О премии «Дар». Я основал её потому, что убеждён: русский язык и русская литература не принадлежат никакому государству. Они принадлежат всем, кто на них думает и пишет. Премия существует для писателей в эмиграции, для тех, кого отрезали от читателей — в России запрещены, в Украине неудобны, в Беларуси невозможны. В первом сезоне победила Мария Галина с романом, написанным в Одессе, под бомбами — книга о том, как человек, приехавший из Москвы, меняется: его отношение к русскому языку, к русской литературе, к самой себе.
Возник скандал. Часть украинских писателей и читателей посчитала невозможным принять награду от «русскоязычной» премии. Это рана, а не раскол — огромная, кровоточащая рана. Когда Юрий Андрухович, мой друг, выступал вместе со мной, против него в Facebook поднялась волна: каждый русский, за Путина или против Путина — дотронулся, воняешь. Больно читать, как Юра оправдывается: мы с Шишкиным никогда не говорили по-русски на сцене, только по-немецки, по-английски. Нужно понять эту боль. Нельзя её не понять. Обойти тему войны в первом сезоне было невозможно. Мы через это прошли. И то, что премия вышла во второй сезон — это уже победа.
О романе-покаянии. Мне кажется, единственное, что может спасти достоинство литературы на русском языке — это роман-покаяние. Но написать его должен не эмигрант. Эмигрант не имеет морального права на это чувство вины — он не там. Этот роман должен написать тот, кто сидел в окопах и задал себе вопрос: а что мы здесь делаем? Это будет искуплением. Будет ли он написан — Бог весть.

==============================

■ Задания:
• a. Как изложить текст о премии «Дар» в трёх предложениях?
• b. Как бы вы продолжили текст о премии «Дар» после его последней фразы?

■ Исходные данные:
==============================

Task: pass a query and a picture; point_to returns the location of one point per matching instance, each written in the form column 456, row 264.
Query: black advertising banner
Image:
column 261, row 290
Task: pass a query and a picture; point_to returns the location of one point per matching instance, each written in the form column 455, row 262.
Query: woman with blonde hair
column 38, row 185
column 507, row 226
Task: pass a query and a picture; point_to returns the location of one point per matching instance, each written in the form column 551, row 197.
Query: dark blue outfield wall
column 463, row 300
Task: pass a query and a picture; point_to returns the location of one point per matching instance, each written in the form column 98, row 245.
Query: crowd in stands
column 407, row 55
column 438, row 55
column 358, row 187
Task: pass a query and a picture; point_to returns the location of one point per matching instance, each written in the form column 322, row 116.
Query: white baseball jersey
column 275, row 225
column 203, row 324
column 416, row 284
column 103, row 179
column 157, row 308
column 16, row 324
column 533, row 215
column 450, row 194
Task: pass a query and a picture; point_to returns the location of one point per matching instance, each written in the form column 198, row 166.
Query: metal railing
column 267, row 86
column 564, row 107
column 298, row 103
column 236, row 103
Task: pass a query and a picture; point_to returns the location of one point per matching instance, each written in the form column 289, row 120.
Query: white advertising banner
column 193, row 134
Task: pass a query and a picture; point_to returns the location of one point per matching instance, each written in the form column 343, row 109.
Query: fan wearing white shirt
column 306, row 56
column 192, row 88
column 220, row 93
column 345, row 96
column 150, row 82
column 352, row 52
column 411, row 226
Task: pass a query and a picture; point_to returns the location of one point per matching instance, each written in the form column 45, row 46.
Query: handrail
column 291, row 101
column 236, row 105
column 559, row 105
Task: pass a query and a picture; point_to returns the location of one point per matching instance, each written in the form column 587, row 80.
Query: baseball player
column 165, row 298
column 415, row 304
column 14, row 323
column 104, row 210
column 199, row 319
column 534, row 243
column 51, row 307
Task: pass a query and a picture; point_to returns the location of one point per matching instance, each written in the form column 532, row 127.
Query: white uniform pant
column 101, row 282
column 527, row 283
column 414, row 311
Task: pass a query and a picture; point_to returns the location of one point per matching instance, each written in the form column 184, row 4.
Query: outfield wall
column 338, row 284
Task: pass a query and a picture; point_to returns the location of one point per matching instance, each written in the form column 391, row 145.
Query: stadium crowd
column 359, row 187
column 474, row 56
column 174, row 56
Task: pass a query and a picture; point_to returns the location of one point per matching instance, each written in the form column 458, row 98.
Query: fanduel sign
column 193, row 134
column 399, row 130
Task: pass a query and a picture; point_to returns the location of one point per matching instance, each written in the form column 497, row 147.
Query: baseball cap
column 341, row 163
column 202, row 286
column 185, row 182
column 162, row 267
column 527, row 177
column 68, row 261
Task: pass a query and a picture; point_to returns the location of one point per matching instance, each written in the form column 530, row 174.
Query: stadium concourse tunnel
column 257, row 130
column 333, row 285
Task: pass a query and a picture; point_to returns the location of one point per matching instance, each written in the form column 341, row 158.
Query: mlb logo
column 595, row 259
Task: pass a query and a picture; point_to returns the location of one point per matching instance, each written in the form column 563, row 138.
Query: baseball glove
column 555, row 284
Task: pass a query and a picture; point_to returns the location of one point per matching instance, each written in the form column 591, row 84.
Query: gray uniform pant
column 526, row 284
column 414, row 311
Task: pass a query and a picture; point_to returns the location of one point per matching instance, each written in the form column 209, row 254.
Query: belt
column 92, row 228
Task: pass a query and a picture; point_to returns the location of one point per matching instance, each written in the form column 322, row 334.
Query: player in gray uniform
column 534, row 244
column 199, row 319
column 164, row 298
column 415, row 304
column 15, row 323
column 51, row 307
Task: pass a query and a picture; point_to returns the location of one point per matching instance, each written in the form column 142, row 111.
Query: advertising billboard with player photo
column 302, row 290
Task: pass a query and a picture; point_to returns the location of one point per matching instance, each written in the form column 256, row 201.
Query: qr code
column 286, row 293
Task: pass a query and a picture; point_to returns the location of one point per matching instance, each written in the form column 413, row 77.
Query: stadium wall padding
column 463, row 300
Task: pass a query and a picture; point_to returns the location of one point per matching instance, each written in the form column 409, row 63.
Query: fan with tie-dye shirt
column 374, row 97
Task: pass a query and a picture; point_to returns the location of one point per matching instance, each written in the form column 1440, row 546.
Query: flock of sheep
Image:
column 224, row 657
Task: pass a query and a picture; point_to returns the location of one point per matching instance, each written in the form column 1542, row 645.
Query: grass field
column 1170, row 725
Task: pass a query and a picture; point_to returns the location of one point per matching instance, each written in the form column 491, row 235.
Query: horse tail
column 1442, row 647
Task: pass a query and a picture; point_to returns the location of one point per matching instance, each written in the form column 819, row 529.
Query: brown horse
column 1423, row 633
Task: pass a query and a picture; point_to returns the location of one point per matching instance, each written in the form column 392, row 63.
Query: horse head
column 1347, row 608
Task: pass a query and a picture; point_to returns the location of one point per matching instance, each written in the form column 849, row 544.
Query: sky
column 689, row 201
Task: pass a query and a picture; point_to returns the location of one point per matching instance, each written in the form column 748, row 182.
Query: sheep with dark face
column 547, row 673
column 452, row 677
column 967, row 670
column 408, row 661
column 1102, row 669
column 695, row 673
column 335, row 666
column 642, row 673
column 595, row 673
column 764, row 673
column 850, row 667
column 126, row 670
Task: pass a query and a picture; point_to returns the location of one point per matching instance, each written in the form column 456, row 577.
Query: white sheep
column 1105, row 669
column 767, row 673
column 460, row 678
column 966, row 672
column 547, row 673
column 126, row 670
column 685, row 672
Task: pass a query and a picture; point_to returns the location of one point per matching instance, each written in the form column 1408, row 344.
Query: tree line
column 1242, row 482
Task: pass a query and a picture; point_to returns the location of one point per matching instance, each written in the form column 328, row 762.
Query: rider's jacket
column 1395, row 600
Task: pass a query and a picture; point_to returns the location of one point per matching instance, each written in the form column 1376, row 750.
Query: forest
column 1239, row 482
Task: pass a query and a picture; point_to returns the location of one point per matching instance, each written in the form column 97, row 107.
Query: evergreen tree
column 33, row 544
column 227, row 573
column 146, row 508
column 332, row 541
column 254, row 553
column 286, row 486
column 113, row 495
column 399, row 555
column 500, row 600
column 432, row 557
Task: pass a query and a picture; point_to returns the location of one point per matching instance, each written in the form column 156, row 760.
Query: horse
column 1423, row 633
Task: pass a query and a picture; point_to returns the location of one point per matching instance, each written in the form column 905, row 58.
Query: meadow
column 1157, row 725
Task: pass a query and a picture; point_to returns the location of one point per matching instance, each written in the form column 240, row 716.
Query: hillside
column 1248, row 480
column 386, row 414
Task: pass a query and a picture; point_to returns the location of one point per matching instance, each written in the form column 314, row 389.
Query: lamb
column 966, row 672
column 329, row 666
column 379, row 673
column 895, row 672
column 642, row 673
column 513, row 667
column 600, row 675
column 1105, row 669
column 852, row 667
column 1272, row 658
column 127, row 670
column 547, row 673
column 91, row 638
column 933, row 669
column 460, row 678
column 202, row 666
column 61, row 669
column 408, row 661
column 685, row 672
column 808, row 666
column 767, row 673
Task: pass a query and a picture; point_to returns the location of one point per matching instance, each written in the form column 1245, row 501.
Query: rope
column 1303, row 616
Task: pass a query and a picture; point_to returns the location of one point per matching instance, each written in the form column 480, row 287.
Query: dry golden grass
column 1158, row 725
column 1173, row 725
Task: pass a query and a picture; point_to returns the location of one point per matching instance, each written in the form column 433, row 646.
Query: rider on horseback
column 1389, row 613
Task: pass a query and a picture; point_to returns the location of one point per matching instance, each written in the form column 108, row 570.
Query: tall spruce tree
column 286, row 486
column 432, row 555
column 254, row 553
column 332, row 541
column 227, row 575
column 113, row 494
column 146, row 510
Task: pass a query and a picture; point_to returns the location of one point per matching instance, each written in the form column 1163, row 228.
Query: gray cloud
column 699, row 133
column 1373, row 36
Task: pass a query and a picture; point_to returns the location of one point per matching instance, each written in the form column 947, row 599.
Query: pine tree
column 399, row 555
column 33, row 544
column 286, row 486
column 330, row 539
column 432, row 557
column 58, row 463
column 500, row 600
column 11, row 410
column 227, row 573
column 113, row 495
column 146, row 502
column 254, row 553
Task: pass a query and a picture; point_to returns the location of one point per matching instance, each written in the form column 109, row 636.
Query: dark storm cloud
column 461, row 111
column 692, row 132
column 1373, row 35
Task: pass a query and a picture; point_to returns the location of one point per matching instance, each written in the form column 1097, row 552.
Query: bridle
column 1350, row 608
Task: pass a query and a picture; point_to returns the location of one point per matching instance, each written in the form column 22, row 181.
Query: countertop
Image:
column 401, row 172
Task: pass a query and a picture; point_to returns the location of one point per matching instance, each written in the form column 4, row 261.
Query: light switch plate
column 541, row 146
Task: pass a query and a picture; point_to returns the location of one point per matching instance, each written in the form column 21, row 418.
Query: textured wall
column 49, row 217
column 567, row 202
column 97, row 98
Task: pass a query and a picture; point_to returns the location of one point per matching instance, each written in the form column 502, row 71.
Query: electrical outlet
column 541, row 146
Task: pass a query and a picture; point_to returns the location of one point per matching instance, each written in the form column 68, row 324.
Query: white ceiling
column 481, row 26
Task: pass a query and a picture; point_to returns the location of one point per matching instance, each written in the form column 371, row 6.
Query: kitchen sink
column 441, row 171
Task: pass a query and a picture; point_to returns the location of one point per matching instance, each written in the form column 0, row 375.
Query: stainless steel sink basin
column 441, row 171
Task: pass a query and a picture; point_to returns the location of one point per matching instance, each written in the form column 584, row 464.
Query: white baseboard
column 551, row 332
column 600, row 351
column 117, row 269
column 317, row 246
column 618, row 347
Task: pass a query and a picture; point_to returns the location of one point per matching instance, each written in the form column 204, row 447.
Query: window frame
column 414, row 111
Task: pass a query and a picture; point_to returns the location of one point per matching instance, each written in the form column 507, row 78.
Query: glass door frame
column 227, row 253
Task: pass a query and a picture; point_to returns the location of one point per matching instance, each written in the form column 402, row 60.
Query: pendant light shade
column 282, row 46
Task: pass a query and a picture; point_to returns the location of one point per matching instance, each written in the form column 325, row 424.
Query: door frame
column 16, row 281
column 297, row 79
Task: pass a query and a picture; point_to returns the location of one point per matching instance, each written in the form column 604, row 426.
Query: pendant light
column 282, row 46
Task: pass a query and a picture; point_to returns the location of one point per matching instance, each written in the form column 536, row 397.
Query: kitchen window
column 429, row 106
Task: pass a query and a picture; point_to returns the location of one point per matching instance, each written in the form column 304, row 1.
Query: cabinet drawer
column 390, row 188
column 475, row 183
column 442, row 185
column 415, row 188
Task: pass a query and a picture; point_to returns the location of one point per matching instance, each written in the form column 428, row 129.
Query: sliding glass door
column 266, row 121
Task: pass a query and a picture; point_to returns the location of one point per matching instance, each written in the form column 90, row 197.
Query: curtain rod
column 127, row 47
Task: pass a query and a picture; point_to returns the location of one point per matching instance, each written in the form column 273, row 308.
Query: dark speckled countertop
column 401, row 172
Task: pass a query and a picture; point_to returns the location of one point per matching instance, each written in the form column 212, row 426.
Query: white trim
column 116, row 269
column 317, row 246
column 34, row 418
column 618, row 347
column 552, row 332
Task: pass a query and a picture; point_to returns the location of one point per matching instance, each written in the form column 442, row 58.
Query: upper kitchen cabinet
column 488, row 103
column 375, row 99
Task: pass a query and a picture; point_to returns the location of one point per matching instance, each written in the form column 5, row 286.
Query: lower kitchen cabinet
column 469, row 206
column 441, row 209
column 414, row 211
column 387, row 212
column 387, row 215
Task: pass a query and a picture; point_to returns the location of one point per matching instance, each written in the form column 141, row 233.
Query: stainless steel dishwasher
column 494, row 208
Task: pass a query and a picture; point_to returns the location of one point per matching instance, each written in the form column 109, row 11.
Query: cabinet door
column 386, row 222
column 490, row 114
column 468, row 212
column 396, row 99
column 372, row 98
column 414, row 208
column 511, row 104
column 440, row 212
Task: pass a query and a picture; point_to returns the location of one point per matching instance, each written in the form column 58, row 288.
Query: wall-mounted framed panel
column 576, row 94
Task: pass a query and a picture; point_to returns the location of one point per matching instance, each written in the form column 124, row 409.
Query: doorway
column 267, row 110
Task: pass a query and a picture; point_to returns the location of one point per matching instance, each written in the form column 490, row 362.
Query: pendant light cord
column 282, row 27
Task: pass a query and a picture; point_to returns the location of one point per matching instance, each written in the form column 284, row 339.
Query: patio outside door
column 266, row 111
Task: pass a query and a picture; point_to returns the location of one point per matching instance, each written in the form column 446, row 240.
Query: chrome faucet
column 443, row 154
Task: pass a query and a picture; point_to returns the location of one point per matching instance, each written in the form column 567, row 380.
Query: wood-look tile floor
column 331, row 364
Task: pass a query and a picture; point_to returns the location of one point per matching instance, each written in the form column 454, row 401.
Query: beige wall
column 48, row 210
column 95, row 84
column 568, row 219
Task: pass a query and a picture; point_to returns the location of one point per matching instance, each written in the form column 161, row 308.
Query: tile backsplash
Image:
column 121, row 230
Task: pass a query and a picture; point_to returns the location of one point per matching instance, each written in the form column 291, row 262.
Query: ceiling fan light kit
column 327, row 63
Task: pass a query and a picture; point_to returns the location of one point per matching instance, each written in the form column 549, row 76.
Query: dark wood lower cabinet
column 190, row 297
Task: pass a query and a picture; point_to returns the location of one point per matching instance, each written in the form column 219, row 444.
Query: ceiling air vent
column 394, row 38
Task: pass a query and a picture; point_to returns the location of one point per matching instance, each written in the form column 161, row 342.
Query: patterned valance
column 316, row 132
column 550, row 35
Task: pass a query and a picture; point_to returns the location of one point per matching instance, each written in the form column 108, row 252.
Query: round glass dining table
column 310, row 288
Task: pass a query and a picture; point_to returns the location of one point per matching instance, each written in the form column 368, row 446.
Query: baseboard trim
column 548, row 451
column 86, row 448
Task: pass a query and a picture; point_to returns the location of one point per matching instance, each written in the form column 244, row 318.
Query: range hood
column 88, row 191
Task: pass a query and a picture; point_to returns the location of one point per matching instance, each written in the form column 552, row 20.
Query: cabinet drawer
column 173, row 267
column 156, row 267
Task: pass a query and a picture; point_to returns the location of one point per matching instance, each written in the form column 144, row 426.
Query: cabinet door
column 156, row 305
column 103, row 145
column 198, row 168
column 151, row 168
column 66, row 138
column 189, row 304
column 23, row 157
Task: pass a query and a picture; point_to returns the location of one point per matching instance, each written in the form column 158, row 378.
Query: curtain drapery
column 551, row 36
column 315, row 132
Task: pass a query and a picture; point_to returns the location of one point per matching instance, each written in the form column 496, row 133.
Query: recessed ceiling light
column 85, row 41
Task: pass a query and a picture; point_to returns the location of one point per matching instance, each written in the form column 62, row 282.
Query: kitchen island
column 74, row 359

==============================

■ Ответы:
• a. Премия «Дар» создана для писателей в эмиграции, отрезанных от читателей, поскольку русский язык и русская литература, по убеждению её основателя, не принадлежат никакому государству. В первом сезоне победила Мария Галина с романом, написанным в Одессе под бомбами, что вызвало скандал: часть украинских писателей и читателей сочла невозможным принять награду от «русскоязычной» премии, а выход премии во второй сезон назван победой. Единственным, что может спасти достоинство литературы на русском языке, назван роман-покаяние, который должен написать не эмигрант, а тот, кто сидел в окопах.

• b.
О молчании романа. Антон спрашивает осторожно: ты не писал романов с 2010 года. Почему? Я отвечаю: если бы я знал, зачем писать ещё один роман — я бы, конечно, сел и написал. Но роман ищет себе автора, а не наоборот. Те четыре романа, которые я написал, — они нашли меня. Я доказал ими всё, что хотел себе доказать. Мне стало неинтересно доказывать то же самое. Я пишу эссе — это мне сейчас интереснее. Я пишу по-немецки. Недавно закончил эссе «Гессе и Достоевский». Я перешёл на немецкий язык — не потому что отрёкся от русского, а потому что хочу говорить с другой аудиторией. Про то, почему нашу родину заняли бандиты и нас изгнали оттуда, — про это уже всё сказано много раз. Ничего нового про это сказать невозможно. Мы в состоянии гражданской войны. Те, кто по нашу сторону фронта, — всё понимают без объяснений. Те, кто по ту сторону, — не будут нас слушать, потому что мы для них враги.
Есть хорошая метафора у Набокова в лекциях о Дон Кихоте. Он ведёт счёт: кто победил, кто проиграл в каждой главе. И его вывод — ничья. Дон Кихот и реальность — ничья. Ветряные мельницы снова и снова сбивают его с ног, но он поднимается и идёт снова. Окончательная победа идеалиста над миром невозможна, но и окончательный проигрыш тоже. Я в хорошей компании — Толстой проиграл, Рахманинов проиграл, Набоков проиграл, Бунин проиграл. Проиграть — не повод сдаваться. Это повод делать своё дело дальше.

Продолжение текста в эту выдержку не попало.